* begin *
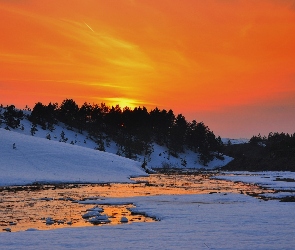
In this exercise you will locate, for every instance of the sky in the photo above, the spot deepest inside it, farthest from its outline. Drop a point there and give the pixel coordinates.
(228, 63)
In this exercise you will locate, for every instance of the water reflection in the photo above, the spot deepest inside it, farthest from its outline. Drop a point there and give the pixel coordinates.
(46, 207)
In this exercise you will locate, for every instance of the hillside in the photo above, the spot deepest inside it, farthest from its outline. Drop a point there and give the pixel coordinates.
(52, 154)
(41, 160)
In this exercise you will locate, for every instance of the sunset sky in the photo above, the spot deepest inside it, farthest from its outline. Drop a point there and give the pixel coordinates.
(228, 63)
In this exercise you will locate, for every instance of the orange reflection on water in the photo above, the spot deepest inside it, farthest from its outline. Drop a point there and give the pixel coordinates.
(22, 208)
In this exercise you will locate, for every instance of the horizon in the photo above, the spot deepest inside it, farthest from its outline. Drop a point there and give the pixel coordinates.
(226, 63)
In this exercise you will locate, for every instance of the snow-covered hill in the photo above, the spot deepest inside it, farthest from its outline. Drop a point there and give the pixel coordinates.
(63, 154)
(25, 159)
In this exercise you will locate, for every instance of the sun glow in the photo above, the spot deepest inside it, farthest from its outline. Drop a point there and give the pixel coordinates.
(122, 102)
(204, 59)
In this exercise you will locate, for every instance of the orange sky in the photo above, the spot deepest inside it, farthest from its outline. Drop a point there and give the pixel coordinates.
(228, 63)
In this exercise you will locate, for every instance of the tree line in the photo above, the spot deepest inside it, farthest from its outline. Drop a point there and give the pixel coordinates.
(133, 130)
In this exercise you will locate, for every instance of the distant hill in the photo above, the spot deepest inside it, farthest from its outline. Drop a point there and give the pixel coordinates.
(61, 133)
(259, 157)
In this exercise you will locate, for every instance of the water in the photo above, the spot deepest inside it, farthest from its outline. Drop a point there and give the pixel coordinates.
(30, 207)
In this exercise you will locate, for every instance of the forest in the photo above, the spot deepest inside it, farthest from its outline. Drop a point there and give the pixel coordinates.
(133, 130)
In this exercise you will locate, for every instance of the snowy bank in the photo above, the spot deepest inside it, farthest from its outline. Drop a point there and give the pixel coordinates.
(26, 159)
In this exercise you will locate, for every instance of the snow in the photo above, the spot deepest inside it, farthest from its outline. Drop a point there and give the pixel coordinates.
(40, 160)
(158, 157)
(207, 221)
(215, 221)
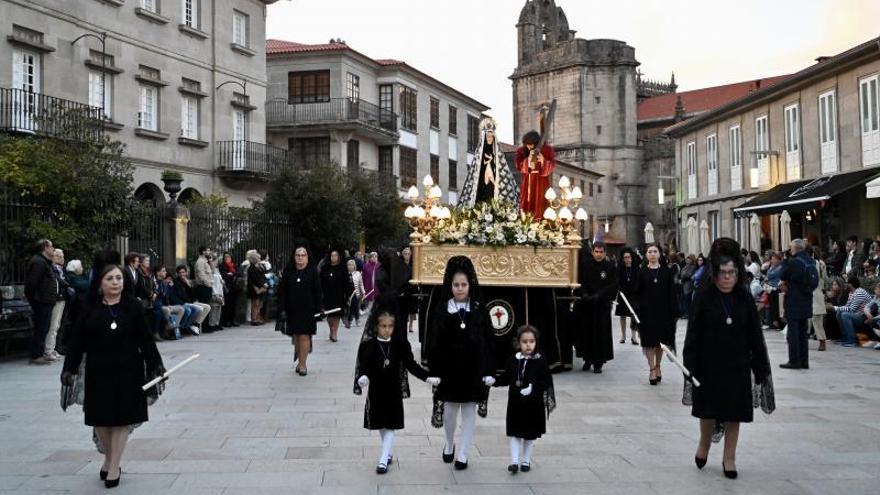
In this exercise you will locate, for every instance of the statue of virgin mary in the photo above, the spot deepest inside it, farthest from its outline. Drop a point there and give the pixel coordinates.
* end *
Reproduce each entry verbatim, excluding any embedded images.

**Result of this exercise:**
In this exercise you will locate, for every instance of the sky in the photo above, the spot deepest inside it, farthest from its outline. Drop a point there and give the pixel coordinates.
(228, 63)
In this exercise you will locate, for every instance of the water reflection in the photo above, the spot deepest inside it, farthest from its outline. Drop a point there and give the pixel coordinates.
(46, 207)
In this exercise you will locate, for every instance of the hillside in the photo above, the spot deepest inside it, farthest from its outline. Drop a point there and give the pixel coordinates.
(52, 154)
(41, 160)
In this exercise you will locate, for every instance of the sunset sky in the photo above, the spot deepest inside it, farthest from its outline. Drop a point there and give the pixel coordinates.
(228, 63)
In this exercise you will locate, for every instance of the orange reflection on water in the photo above, the spot deepest inside it, farthest from its outline. Drop a point there and give the pixel coordinates.
(22, 208)
In this exercise you will locate, for every instance of the horizon in the photo above, the spot deepest inside it, farthest from its outline. Drop a point there and give the pixel coordinates.
(226, 63)
In this exercise you will locate, for every instance of the snow-covered hill in the photo above, the spot deepest inside it, farthest from its outline. Drop a point there and give the pixel coordinates.
(63, 154)
(25, 159)
In this exercise you will locate, for every instance of the sun glow in the photo above, the spot deepest inside it, farthest from its outline. Drop a point there and give the pixel coordinates.
(122, 102)
(204, 59)
In this exercise you will locate, for every instance of the orange sky in the photo above, the spot deepest inside it, farthest from its outline. Drop a point there and give the pixel coordinates.
(228, 63)
In this exercise you will locate, for every instance of the tree line in the photo above, the spot deepest inside it, farthest from its outline. Drop a point there and give the pixel coordinates.
(133, 130)
In this exercise you will locate, for every instance of the distant hill in the photo above, the spot deepest inside it, farthest from its outline. Drop a point there and give the pixel coordinates.
(61, 133)
(259, 157)
In this exercise you will locate, for every instance of the water in the photo above, the spot deepest inside it, farthest from its outline. Drop a point there and give the pixel coordinates.
(30, 207)
In this exercise you will locate, for every instance of the forest in the photo above, the spot deepest inside it, farthest from its outline. Drop a point there and give the pixel coordinates.
(133, 130)
In this exercise you will locate, for every instance of the snowy bank in the photo above, the spot deepest inside it, farthest from its outline. Drop a point there and give the pixel coordinates.
(26, 159)
In this exercise you will locate, for every instance of the snow in the photo above, the spot deepest inside it, farthest from its outline. Drop a point there and give the pixel coordinates.
(40, 160)
(158, 157)
(207, 221)
(215, 221)
In this exercise you will locate, for every instance of the statue of virgin mary in the photo above, the spot deepest inside it, farthest from its outline. Drop a point there and give the pixel coordinates.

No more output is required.